French producer Rone released his new album Room With A View. His fifth to date, it is his most complete and resplendent yet. It is built around beautiful, soaring and hopeful melodies that move with grace and style. The album was presented alongside a ballet show at the Théâtre du Châtelet in Paris, which provides the sort of visual concept of what you should expect from how the tracks sound, even if they are often beatless or if the percussion plays secondary to strings, synths and piano.

Instead of trying to dive further into the album myself, we asked Rone to give us more background on the record, track-by-track for a new Director’s Cut feature. Read on as he breaks down each track and get your copy digitally or in a physical format here. There are sections of the album in French, which include people talking about humanity's impact on the environment.

1. Lucid Dream:

A gentle introduction to the album. I wanted to translate the feeling of a lucid dream, that sensation you get when floating between dream and reality, when you realize you’re starting falling asleep and it’s still time to control the dream and take you wherever you want.

2. La Marbrerie:

The title is French for "Marble workshop.” The show I played with dancers at Théâtre du Châtelet (right before the lockdown) takes place in a marble quarry, a place that depicts the influence of men on nature. From a block of marble one can make a magnificent sculpture, or a tacky bathtub… For “La Marbrerie” I tried to sculpt a beautiful and airy landscape to set the tone of the album.

“La Marbrerie” also happens to be the name of the place where I have my recording studio. The place also hosts a restaurant, bar and concert venue.

3. Sophora Japonica:

It’s the Latin name of a wonderful tree I saw in the garden of writer George Sand’s house where I spent some weeks to record the album. The house is also the place where classical composer Frédéric Chopin wrote two thirds of his pieces. It felt like Chopin’s ghost was around and helped me come up with the track. I wanted to keep the track pure and not over-complicated, I like the sound of those notes popping around like little bubbles.

[Extracted records]

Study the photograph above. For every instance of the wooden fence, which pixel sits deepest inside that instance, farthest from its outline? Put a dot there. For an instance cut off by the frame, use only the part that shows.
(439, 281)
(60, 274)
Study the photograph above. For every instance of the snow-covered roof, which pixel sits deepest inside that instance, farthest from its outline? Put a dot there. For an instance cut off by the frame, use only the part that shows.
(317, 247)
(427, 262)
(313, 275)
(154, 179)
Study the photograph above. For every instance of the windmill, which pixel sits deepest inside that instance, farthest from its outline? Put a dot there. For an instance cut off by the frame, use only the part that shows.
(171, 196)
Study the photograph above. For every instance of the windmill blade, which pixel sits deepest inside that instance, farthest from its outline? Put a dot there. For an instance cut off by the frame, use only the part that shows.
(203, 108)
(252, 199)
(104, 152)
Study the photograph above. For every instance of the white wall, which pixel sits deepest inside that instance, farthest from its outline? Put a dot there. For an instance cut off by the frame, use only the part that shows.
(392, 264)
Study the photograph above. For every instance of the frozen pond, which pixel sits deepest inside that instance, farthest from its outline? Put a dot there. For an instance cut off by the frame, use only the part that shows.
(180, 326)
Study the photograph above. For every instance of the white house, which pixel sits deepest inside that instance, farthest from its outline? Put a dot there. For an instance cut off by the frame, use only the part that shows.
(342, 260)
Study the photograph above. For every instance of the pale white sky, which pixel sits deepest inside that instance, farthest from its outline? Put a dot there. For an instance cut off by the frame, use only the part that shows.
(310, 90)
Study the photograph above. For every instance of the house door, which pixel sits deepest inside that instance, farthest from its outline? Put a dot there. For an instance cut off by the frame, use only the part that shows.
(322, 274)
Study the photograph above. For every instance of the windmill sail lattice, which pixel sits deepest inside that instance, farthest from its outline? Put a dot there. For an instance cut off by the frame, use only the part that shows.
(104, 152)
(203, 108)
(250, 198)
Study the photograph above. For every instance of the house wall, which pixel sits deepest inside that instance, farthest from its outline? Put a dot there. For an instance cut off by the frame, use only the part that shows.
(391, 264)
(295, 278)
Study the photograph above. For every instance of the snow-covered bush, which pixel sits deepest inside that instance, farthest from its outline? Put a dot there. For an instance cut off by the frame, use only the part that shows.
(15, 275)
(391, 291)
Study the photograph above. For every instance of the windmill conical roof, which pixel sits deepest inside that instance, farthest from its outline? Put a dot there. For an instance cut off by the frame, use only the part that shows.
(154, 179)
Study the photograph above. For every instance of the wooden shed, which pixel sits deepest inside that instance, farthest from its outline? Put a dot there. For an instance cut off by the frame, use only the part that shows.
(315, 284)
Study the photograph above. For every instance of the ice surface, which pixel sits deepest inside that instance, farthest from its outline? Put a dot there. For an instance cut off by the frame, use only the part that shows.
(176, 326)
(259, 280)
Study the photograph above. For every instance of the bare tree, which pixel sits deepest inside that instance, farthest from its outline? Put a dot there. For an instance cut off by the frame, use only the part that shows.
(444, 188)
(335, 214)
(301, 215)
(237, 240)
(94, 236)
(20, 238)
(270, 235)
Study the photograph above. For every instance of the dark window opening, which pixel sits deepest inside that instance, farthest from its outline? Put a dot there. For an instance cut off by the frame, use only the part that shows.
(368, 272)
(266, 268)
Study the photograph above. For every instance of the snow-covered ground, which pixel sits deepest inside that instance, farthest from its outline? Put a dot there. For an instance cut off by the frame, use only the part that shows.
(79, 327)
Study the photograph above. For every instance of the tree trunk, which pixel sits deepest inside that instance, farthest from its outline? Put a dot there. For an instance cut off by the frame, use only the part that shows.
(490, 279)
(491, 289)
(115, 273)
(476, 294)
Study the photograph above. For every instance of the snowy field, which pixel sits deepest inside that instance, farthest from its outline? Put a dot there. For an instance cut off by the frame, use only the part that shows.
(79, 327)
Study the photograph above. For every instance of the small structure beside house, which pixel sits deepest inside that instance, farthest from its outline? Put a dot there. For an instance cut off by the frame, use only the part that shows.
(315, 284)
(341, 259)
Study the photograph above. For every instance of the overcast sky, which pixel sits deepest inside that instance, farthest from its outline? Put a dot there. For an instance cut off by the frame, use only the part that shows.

_SET OF TASKS_.
#1 In the piece on Rone's album Room With A View, print everything from "It’s the Latin" down to "like little bubbles.".
#2 Answer these questions from the piece on Rone's album Room With A View:
(a) At which venue was the album presented alongside a ballet show?
(b) What is "La Marbrerie" in English?
(c) In whose house did Rone spend some weeks recording the album?
#3 Go on with the piece on Rone's album Room With A View from where it stops.

_TASK-BY-TASK RESULTS_.
#1
It’s the Latin name of a wonderful tree I saw in the garden of writer George Sand’s house where I spent some weeks to record the album. The house is also the place where classical composer Frédéric Chopin wrote two thirds of his pieces. It felt like Chopin’s ghost was around and helped me come up with the track. I wanted to keep the track pure and not over-complicated, I like the sound of those notes popping around like little bubbles.

#2
(a) The Théâtre du Châtelet in Paris.
(b) "Marble workshop."
(c) The house of writer George Sand.

#3
4. Ginkgo Biloba:

It’s one of the first tracks I composed for the album. When I was staying at George Sand’s house, the internet connection was very bad, so I wasn’t distracted by the “outside world.” I spent most of my free time in the wonderful garden, watching birds and trees to clear my mind. That’s when the little melody popped in my head, so I rushed back to my machines to develop the track. I decided to name it after the ginkgo biloba tree, an amazing species that’s 270 million years old! It was there way before the dinosaurs and it will probably still be around after humanity. Amazing.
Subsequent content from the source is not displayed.